## What this task involves
In the entries, find all lines that hold the word "appear" and copy them.

(Saved entries)
- - -

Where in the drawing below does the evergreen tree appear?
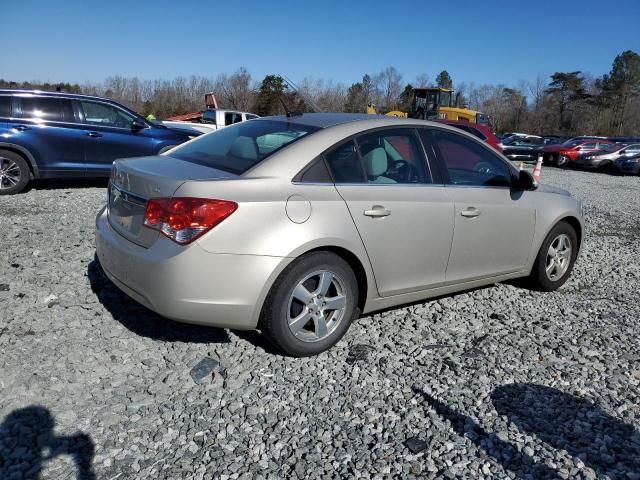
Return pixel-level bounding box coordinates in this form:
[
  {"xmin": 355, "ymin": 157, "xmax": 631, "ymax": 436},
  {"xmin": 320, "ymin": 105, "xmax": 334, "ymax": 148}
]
[
  {"xmin": 436, "ymin": 71, "xmax": 453, "ymax": 89},
  {"xmin": 253, "ymin": 75, "xmax": 288, "ymax": 116}
]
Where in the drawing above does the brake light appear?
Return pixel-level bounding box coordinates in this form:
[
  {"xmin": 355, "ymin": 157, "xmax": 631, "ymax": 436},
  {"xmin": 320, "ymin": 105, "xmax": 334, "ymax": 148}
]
[{"xmin": 143, "ymin": 197, "xmax": 238, "ymax": 244}]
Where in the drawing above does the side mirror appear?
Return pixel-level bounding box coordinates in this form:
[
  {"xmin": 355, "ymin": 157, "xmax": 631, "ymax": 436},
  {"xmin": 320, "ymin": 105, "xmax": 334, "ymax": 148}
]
[
  {"xmin": 131, "ymin": 119, "xmax": 147, "ymax": 132},
  {"xmin": 516, "ymin": 169, "xmax": 537, "ymax": 191}
]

- - -

## Task answer
Where in the drawing below does the evergreen tree appear?
Where in the drawing above does the brake light appear?
Where in the drawing above does the side mirror appear?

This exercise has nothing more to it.